EXERCISE OBJECTIVE> Could you report every line from the entries that includes the word "below"?

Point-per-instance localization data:
::::::::

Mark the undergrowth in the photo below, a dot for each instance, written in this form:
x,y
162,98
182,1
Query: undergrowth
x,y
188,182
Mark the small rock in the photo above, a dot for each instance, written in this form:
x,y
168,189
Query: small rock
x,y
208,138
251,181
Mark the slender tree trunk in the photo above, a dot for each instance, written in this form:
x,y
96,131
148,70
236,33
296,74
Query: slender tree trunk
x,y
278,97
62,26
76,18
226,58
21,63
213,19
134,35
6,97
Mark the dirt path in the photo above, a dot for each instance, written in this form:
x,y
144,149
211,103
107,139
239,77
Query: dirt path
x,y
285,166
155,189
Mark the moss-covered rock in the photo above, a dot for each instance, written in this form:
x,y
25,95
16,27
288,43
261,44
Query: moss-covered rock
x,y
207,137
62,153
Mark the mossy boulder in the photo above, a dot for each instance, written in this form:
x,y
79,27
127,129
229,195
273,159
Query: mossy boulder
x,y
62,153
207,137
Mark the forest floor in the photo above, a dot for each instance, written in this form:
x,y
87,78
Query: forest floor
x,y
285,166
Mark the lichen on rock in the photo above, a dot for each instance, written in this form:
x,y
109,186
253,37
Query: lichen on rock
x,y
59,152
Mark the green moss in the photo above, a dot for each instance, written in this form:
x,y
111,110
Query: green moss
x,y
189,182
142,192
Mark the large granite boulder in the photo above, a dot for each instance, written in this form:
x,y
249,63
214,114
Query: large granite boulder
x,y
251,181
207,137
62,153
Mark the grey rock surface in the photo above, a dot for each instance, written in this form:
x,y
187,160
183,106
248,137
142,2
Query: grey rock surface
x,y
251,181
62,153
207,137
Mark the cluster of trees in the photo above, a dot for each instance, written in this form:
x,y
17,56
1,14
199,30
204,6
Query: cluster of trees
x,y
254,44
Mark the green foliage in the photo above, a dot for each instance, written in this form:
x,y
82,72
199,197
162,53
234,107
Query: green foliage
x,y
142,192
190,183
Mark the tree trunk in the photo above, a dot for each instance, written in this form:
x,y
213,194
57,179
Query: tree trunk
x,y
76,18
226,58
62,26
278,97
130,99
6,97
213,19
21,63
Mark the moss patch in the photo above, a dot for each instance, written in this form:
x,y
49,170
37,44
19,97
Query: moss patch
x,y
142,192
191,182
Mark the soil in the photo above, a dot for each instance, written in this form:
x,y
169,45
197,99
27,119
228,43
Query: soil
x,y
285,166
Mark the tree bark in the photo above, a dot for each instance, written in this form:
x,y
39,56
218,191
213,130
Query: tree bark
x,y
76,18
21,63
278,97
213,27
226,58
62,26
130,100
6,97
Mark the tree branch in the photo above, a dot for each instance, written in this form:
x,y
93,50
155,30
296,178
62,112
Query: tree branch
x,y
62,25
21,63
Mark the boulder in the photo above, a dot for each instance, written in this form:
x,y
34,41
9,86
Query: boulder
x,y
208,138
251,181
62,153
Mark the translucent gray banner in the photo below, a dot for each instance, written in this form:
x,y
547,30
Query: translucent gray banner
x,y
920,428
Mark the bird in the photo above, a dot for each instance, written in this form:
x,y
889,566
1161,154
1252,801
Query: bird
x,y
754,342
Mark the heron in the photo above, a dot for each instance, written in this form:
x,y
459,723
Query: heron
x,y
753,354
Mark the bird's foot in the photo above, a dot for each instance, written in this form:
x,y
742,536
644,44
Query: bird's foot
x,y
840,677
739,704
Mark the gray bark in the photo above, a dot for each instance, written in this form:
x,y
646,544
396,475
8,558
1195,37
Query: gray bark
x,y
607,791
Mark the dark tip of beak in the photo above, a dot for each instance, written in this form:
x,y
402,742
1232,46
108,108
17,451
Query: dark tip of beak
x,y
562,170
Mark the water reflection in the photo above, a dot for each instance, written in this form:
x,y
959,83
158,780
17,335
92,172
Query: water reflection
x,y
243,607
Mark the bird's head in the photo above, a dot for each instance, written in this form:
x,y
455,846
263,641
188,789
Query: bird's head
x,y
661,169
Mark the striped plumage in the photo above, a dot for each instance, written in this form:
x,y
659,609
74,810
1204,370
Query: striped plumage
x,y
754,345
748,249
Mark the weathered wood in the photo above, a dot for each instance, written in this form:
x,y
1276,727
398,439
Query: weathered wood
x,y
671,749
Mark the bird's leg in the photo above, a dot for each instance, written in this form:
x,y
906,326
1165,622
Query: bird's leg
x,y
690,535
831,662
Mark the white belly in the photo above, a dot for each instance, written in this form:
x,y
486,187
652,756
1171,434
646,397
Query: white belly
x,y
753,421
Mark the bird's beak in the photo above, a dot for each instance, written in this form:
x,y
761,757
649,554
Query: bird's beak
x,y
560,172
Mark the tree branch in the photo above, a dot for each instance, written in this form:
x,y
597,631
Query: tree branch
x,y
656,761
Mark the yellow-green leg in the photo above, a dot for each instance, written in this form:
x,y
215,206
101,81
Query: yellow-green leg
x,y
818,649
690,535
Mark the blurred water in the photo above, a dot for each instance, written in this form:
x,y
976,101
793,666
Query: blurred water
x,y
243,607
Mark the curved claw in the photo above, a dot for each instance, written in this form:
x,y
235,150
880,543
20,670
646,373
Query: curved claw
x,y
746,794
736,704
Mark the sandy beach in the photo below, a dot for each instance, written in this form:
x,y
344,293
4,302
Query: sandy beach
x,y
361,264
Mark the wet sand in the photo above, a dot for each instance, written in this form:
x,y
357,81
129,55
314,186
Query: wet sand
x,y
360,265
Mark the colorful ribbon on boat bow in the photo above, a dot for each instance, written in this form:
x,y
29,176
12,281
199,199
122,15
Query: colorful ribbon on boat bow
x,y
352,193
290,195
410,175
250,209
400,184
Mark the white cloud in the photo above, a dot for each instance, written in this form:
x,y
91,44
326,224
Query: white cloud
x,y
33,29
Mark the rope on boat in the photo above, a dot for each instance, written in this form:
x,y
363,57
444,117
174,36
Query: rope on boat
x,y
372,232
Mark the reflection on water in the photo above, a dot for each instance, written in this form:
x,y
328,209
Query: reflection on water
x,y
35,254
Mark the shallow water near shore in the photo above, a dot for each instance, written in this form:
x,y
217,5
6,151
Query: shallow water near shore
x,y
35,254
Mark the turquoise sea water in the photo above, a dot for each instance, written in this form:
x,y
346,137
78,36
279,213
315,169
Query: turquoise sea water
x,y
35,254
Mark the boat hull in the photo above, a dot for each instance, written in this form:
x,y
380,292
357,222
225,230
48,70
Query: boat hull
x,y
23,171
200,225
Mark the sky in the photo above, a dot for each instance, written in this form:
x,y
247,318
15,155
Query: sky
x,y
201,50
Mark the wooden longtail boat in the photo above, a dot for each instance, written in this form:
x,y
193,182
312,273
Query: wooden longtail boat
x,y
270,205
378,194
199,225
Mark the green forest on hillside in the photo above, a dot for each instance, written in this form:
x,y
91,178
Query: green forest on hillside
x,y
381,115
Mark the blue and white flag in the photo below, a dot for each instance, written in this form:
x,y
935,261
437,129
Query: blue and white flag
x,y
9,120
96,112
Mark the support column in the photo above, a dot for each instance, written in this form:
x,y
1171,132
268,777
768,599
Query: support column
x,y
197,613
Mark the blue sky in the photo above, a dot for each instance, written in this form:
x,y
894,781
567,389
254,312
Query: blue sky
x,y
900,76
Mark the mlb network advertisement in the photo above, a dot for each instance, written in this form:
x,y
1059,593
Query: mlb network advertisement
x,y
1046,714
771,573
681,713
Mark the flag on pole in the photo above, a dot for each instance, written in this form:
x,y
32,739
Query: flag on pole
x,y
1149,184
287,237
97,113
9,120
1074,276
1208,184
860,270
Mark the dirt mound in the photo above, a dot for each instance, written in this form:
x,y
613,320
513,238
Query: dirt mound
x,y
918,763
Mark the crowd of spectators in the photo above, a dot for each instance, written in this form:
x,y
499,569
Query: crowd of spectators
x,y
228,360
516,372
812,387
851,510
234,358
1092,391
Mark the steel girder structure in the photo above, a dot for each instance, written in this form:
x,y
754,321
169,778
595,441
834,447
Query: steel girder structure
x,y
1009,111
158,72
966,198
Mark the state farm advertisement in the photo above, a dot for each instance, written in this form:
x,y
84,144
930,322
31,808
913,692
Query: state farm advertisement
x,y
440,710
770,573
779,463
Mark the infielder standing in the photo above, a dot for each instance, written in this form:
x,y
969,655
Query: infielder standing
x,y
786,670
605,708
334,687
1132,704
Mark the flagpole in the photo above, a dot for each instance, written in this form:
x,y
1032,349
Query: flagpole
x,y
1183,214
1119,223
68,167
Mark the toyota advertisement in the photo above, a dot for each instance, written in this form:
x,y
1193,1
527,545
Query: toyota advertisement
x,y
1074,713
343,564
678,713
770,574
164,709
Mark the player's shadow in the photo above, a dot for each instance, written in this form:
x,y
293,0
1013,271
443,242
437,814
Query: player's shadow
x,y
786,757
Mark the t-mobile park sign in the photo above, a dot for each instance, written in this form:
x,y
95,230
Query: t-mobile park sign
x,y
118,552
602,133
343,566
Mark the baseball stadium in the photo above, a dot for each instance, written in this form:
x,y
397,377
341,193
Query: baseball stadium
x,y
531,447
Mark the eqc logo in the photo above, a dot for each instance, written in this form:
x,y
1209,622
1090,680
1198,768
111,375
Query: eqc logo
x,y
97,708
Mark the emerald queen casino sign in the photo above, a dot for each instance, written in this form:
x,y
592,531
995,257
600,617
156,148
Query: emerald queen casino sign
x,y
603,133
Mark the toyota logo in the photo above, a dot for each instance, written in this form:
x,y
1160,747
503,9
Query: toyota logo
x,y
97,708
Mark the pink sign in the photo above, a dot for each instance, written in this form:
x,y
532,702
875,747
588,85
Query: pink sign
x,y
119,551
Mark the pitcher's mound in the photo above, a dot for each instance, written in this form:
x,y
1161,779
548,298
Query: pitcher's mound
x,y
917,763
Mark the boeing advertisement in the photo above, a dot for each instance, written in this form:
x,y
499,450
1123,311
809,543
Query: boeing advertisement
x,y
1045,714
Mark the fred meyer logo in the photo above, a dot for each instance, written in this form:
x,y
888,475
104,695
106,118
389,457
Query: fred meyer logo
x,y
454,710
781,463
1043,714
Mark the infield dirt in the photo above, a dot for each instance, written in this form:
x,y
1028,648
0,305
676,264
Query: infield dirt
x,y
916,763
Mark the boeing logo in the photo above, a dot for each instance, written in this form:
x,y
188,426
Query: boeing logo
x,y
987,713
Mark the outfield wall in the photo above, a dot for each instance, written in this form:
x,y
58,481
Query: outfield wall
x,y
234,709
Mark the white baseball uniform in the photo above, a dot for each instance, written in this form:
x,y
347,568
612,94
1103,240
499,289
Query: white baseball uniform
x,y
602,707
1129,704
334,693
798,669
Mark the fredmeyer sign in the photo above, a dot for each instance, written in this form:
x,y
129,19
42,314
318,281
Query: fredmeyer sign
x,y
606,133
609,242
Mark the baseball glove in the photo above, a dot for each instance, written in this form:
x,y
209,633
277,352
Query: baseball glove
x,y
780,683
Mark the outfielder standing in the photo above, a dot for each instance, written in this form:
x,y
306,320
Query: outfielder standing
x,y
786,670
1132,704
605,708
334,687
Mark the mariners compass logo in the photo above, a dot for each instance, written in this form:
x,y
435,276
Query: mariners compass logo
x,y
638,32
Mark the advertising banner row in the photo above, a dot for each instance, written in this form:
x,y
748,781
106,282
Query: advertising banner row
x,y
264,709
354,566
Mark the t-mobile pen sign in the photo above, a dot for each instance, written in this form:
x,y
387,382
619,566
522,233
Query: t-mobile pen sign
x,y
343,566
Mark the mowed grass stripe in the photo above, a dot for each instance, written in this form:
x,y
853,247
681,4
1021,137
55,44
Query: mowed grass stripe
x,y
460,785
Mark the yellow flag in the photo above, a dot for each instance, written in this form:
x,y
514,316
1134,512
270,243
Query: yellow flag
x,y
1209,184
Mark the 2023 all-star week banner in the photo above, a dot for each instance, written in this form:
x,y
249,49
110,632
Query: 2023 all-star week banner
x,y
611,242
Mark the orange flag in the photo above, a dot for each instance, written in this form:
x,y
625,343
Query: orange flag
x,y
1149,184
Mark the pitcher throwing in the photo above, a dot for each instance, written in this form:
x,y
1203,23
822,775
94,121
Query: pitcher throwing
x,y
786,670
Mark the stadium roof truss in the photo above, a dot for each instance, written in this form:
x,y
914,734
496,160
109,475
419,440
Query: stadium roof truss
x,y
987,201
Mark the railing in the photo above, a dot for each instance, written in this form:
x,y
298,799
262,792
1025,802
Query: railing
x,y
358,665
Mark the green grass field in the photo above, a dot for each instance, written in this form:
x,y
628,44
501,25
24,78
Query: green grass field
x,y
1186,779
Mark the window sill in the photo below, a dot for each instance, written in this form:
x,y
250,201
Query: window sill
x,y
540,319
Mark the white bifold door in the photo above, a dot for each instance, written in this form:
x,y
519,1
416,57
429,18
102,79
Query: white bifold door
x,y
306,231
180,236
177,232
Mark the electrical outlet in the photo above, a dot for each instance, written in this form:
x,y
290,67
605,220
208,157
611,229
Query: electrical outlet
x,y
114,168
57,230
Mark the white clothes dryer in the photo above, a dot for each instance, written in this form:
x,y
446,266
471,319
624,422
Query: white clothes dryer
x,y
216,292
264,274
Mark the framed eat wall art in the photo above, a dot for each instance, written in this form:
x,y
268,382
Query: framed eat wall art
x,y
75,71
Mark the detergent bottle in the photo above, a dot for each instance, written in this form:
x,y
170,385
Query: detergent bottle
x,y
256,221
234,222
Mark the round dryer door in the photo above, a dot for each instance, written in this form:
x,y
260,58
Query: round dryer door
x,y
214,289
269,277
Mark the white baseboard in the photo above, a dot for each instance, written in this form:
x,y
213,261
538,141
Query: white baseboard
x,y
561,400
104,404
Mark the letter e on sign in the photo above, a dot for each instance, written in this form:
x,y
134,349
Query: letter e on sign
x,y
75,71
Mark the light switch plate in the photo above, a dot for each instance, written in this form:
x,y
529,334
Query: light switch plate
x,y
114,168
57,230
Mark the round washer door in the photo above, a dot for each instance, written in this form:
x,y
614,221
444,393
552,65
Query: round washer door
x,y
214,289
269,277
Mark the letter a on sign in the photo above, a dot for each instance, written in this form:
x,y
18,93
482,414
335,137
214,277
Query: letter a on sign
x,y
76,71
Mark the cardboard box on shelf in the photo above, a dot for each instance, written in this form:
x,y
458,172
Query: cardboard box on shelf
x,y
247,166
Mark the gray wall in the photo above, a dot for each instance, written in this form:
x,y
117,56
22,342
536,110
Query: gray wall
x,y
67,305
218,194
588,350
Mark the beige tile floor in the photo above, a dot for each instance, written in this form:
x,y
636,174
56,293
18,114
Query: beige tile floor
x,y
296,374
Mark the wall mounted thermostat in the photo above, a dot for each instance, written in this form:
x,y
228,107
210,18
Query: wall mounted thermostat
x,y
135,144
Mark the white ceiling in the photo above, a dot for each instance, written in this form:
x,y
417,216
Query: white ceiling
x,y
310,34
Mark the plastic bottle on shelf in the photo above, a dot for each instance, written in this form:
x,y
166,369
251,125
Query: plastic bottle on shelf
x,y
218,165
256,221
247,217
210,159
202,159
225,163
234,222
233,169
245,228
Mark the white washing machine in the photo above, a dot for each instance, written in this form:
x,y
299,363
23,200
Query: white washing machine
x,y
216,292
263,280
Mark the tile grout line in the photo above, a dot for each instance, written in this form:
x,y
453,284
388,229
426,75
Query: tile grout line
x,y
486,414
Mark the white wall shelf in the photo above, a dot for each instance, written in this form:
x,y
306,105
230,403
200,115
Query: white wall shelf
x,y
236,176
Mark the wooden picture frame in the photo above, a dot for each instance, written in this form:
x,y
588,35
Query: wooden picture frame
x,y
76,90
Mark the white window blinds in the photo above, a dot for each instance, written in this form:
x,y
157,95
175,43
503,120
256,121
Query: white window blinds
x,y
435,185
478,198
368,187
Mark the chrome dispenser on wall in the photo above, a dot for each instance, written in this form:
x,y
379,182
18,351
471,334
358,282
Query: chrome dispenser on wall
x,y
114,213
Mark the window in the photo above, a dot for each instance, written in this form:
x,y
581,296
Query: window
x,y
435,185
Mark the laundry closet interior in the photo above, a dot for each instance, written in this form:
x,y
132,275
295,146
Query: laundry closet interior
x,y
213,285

::::::::

THE COMPLETED TASK>
Mark the undergrowth in the photo below, a dot for each instance, written in this form:
Mark the translucent gray banner in the photo below, a dot for each instance, written in this form:
Mark the sandy beach in the photo below, a dot for each instance, written in this form:
Mark the blue and white flag in the photo below, a dot for each instance, written in this form:
Mark the window sill in the photo below, a dot for each instance, written in this form:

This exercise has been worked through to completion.